* Stated goal
Can you reproduce verbatim the part of the items below starting at the line that contains "I need to verify whether the overcast" and ending with the final line of the items?

Collected data entries
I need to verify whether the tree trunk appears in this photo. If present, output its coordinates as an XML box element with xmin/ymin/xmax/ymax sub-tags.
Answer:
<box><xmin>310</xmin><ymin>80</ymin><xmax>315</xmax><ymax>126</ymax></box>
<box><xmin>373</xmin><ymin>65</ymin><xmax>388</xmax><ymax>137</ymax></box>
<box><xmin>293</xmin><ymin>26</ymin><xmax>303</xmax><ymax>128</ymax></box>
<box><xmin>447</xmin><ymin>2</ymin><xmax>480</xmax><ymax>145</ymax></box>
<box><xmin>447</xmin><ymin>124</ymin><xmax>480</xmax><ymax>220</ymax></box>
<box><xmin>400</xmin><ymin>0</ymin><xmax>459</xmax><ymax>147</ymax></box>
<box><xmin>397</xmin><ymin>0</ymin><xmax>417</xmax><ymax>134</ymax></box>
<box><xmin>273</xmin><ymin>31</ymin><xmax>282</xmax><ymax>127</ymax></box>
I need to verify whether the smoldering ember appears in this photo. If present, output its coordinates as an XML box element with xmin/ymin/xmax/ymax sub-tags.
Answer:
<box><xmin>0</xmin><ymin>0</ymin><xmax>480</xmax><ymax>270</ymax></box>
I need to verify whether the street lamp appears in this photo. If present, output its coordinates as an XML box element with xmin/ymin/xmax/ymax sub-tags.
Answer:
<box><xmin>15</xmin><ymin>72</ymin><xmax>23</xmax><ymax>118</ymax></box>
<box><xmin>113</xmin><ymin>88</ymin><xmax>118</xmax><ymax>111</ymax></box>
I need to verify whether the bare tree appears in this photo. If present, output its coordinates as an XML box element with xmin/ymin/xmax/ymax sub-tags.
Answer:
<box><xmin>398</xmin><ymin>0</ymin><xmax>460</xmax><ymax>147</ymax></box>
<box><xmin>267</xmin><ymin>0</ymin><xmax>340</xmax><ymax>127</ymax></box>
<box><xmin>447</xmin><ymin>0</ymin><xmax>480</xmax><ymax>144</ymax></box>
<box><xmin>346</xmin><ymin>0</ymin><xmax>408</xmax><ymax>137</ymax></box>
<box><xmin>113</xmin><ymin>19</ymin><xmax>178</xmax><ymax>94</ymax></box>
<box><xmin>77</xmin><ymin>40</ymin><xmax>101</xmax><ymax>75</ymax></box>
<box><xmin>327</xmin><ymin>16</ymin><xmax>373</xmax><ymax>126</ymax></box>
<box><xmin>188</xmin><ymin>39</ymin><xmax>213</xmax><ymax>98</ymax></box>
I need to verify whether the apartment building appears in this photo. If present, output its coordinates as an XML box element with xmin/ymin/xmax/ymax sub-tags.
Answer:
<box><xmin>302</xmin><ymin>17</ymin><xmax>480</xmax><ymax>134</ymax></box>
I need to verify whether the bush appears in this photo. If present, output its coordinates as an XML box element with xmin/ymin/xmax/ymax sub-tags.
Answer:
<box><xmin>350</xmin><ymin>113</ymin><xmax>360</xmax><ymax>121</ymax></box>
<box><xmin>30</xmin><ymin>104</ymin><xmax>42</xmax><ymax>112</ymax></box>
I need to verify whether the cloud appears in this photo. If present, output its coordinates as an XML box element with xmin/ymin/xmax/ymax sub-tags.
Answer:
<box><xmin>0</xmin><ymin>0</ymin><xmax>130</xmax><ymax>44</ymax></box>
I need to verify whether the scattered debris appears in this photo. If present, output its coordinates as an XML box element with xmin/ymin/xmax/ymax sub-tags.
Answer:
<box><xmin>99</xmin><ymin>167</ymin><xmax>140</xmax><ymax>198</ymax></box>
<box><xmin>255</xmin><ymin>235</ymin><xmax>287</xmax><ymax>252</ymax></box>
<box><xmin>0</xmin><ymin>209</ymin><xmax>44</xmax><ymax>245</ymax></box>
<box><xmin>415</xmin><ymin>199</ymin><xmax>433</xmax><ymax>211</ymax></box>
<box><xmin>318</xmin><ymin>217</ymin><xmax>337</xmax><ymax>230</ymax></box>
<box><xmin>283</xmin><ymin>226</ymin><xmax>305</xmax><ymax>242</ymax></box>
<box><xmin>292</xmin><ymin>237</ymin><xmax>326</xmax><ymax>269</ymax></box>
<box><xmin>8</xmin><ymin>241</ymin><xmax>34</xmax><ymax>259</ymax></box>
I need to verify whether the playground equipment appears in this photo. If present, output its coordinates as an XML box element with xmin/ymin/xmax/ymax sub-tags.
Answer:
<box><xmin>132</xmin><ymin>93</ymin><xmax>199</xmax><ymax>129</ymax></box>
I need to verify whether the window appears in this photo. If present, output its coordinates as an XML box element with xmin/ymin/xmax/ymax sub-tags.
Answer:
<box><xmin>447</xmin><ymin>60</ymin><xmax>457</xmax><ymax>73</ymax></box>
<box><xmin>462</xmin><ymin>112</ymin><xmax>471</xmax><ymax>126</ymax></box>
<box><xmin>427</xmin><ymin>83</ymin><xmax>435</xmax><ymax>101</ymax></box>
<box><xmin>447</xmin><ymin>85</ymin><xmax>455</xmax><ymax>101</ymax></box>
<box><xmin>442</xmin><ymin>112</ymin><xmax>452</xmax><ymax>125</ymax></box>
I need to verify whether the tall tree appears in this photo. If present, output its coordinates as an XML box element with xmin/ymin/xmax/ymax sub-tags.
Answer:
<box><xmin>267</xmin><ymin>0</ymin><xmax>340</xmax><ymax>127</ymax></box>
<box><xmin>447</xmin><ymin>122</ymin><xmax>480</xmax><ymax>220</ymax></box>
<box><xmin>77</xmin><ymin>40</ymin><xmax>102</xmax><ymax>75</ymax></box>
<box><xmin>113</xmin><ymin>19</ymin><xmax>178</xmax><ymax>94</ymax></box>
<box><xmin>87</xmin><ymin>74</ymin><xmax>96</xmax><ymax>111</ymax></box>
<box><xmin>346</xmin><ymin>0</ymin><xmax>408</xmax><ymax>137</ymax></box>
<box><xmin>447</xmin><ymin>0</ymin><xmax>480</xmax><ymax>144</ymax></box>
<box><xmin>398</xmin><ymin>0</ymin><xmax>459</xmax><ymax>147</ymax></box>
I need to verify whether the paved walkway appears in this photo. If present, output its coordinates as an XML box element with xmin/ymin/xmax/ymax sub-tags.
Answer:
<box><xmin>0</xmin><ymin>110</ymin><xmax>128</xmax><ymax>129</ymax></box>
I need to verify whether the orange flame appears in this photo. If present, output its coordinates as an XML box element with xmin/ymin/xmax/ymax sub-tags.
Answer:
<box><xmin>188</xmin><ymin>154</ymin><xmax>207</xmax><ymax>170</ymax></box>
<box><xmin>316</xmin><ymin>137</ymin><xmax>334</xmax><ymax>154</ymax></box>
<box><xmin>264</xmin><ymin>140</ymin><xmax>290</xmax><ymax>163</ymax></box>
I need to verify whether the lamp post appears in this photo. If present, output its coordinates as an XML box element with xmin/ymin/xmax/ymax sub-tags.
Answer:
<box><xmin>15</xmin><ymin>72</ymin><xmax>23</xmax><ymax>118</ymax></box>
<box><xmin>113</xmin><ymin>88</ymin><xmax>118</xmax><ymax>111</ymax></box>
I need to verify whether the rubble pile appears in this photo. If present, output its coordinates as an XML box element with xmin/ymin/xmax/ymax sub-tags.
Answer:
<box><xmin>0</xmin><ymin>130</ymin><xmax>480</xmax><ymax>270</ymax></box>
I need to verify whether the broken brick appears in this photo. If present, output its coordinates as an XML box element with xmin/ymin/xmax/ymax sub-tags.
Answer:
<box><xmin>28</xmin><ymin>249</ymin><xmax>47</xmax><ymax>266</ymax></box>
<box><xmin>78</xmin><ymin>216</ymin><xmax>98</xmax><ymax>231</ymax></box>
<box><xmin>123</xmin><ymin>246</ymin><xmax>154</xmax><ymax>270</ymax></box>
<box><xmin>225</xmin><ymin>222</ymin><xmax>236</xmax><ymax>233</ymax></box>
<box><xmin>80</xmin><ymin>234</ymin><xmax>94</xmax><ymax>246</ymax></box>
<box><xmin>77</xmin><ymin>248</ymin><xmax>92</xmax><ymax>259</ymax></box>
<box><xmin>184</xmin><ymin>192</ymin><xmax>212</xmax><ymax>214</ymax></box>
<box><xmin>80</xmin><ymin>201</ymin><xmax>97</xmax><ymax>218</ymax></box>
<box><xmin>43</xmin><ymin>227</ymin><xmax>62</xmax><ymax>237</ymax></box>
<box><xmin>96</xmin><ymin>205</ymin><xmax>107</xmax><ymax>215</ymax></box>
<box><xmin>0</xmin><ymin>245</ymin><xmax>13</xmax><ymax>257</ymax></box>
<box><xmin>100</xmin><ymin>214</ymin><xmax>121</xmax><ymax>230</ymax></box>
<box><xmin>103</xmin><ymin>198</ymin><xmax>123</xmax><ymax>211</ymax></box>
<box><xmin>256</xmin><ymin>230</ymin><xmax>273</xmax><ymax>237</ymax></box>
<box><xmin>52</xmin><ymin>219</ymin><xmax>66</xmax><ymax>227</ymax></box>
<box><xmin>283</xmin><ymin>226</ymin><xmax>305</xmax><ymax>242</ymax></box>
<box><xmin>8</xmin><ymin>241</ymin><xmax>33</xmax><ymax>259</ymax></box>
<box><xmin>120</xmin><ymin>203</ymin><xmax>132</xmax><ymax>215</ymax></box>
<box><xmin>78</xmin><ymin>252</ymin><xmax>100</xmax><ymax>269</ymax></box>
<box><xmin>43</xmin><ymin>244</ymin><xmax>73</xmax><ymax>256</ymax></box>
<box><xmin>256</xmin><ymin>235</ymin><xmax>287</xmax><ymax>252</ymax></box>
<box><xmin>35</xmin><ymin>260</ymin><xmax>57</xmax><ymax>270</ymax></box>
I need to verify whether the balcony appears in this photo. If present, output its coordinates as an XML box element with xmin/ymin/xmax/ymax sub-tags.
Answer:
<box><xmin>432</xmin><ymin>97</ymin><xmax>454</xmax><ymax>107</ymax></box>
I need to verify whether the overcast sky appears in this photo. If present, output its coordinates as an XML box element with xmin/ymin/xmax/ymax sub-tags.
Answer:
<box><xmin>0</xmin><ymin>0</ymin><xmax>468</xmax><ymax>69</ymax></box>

* Solution
I need to verify whether the overcast sky appears in this photo. If present, output its coordinates as an XML box element with xmin/ymin/xmax/ymax sub-tags.
Answer:
<box><xmin>0</xmin><ymin>0</ymin><xmax>468</xmax><ymax>69</ymax></box>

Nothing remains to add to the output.